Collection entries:
━━━━━━━━━━━━━━━━━━━━━━━━━━━━━━

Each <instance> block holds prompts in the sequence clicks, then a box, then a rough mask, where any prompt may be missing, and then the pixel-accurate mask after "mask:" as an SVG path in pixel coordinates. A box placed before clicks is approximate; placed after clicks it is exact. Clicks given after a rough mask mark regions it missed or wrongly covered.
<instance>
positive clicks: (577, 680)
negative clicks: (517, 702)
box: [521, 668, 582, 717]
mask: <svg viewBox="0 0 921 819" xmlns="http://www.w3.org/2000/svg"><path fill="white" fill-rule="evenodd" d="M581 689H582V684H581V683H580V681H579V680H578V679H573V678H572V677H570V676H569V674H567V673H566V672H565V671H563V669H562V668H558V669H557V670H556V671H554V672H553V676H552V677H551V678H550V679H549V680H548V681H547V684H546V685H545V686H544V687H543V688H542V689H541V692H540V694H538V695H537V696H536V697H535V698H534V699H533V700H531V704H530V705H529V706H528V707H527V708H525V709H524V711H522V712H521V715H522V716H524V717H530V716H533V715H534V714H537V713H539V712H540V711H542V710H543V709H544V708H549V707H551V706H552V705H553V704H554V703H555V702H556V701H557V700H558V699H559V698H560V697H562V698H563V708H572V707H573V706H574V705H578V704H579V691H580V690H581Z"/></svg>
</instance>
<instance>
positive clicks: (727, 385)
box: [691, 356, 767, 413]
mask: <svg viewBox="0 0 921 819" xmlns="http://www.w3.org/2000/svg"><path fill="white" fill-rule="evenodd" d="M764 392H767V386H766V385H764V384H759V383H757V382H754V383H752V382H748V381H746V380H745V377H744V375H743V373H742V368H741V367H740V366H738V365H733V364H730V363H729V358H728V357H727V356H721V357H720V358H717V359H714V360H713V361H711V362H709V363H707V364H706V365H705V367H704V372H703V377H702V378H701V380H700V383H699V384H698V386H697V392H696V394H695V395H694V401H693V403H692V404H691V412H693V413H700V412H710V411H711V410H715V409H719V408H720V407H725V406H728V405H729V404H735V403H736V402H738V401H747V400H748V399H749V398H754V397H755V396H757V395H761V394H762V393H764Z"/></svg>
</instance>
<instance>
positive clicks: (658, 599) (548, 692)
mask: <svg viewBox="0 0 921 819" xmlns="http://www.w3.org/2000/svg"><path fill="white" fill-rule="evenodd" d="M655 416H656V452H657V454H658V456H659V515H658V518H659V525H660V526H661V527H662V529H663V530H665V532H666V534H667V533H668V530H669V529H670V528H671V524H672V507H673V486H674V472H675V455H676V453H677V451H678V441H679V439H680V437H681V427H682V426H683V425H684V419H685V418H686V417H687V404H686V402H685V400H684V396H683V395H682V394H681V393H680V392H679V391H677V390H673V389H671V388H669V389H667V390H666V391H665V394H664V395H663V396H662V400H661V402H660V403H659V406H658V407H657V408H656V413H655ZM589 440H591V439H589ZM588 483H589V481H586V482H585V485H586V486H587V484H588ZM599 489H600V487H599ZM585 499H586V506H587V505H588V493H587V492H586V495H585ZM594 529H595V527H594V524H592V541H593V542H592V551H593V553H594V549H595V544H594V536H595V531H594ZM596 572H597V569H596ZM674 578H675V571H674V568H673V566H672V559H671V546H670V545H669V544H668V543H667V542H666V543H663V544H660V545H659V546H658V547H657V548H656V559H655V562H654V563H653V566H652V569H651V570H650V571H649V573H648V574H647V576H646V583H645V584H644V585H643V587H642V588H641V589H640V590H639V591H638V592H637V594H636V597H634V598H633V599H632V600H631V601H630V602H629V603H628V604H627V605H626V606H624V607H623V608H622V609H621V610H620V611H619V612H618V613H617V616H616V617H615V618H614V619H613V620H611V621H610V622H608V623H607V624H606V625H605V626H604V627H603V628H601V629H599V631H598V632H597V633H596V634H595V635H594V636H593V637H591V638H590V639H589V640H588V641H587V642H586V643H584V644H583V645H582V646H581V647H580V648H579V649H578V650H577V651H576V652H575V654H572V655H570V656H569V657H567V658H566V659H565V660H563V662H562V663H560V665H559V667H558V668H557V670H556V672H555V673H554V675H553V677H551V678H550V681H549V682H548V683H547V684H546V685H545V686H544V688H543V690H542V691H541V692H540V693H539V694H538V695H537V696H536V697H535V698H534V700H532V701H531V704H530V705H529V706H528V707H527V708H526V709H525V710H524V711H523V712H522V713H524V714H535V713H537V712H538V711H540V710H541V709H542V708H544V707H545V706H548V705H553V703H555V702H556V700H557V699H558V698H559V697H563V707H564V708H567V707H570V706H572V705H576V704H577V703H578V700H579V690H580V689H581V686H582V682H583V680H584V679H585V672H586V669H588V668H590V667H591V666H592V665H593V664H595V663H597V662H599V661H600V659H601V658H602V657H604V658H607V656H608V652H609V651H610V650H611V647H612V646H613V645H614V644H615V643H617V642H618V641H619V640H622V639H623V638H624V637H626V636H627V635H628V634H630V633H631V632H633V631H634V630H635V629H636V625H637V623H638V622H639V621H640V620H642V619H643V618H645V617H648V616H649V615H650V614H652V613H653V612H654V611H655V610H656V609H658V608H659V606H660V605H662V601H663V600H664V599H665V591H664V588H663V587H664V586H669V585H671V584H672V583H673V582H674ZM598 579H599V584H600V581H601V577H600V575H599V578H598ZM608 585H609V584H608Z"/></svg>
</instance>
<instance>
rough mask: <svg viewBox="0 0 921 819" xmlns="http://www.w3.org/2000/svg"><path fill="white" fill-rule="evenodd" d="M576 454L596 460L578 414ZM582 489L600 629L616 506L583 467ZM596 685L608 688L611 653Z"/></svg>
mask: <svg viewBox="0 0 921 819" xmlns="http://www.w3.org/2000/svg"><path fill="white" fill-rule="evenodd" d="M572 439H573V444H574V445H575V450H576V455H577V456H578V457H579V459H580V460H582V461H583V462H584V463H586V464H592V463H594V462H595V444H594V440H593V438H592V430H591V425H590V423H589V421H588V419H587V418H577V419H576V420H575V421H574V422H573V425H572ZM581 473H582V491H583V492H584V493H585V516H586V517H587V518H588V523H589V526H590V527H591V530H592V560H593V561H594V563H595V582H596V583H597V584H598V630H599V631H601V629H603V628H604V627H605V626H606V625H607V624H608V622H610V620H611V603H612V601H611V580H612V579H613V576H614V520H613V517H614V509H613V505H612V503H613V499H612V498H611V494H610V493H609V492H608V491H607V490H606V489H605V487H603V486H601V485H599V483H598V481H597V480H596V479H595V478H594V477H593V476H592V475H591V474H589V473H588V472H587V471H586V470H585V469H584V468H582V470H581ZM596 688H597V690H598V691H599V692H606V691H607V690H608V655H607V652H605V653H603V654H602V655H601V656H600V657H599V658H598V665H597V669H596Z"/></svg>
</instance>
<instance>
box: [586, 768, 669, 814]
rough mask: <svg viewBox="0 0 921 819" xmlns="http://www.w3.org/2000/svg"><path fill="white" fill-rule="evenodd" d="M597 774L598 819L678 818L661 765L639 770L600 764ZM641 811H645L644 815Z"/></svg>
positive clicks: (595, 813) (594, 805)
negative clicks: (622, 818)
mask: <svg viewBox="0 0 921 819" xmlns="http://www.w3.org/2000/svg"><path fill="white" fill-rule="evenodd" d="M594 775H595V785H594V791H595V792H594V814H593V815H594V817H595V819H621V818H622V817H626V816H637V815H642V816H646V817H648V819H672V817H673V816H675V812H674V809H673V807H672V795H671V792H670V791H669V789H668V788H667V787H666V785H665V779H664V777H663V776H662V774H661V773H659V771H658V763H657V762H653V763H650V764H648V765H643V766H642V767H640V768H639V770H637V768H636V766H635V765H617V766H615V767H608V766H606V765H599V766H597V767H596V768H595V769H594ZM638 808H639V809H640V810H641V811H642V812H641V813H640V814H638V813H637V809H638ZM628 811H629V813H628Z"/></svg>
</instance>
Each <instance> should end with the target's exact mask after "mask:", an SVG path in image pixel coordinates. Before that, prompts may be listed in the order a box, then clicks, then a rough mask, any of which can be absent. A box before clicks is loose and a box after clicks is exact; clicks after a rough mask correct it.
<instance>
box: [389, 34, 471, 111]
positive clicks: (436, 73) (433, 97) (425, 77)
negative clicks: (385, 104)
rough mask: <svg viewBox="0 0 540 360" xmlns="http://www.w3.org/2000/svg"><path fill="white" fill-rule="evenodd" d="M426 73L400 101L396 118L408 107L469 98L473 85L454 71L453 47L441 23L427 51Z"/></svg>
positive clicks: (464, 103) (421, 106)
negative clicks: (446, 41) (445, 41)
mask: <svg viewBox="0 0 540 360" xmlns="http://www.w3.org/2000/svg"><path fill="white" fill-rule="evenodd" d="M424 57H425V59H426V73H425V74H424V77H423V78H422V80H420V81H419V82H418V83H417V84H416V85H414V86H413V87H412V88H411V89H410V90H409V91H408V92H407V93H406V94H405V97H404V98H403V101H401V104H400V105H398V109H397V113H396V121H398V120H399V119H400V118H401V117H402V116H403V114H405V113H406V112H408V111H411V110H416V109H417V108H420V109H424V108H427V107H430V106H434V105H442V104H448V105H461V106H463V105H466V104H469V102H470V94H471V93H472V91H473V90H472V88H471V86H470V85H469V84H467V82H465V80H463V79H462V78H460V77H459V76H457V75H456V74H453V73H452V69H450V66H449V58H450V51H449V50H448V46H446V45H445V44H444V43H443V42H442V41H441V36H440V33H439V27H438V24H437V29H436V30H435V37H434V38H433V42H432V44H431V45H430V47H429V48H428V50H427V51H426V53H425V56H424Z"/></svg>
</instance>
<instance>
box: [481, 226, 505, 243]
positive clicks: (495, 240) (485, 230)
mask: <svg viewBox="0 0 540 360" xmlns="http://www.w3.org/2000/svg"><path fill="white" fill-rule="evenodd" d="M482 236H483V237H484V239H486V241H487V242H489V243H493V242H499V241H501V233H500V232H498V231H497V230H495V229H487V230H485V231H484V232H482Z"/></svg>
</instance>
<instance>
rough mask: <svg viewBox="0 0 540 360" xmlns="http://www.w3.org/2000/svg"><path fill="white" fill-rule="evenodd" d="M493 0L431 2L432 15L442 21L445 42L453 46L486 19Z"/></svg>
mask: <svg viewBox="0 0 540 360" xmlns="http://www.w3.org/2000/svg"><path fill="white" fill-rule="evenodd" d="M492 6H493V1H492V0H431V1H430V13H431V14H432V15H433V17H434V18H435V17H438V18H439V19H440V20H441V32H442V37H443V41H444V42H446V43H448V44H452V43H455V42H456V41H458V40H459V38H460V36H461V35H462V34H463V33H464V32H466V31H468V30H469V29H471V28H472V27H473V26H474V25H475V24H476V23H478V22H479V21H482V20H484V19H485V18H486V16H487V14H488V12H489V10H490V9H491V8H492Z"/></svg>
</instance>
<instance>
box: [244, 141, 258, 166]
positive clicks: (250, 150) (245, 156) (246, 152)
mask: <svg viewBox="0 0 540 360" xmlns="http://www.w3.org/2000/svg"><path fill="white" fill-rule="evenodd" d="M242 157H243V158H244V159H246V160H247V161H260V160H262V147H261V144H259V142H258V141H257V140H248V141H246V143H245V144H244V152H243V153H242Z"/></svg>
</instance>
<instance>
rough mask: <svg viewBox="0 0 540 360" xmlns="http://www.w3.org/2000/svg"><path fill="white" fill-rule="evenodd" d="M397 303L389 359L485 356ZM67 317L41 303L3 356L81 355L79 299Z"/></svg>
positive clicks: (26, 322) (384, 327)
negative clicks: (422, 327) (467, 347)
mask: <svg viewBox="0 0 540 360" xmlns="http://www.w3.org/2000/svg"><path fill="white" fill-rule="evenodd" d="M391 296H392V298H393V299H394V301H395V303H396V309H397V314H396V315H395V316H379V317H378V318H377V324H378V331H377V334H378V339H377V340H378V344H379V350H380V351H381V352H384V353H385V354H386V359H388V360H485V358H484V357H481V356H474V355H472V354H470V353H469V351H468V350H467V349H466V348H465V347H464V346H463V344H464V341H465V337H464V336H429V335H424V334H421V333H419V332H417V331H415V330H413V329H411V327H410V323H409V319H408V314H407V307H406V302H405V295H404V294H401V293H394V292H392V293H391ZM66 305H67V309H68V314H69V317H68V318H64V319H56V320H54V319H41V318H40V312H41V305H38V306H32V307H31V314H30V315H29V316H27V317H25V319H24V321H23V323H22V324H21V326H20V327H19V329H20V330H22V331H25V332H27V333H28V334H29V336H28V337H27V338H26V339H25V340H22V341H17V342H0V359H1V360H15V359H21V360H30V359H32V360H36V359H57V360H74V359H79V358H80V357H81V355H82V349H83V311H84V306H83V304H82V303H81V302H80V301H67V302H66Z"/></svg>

━━━━━━━━━━━━━━━━━━━━━━━━━━━━━━

Look above for the line with "box: [389, 34, 471, 111]" and the line with "positive clicks: (464, 103) (421, 106)". Retype those two lines and every line between them exactly, adding nothing.

SOLUTION:
box: [389, 34, 471, 111]
positive clicks: (436, 73) (433, 97) (425, 77)
negative clicks: (385, 104)
rough mask: <svg viewBox="0 0 540 360" xmlns="http://www.w3.org/2000/svg"><path fill="white" fill-rule="evenodd" d="M426 73L400 101L396 118L408 107L469 98L473 85L454 71L453 47L441 23L427 51Z"/></svg>
positive clicks: (464, 103) (421, 106)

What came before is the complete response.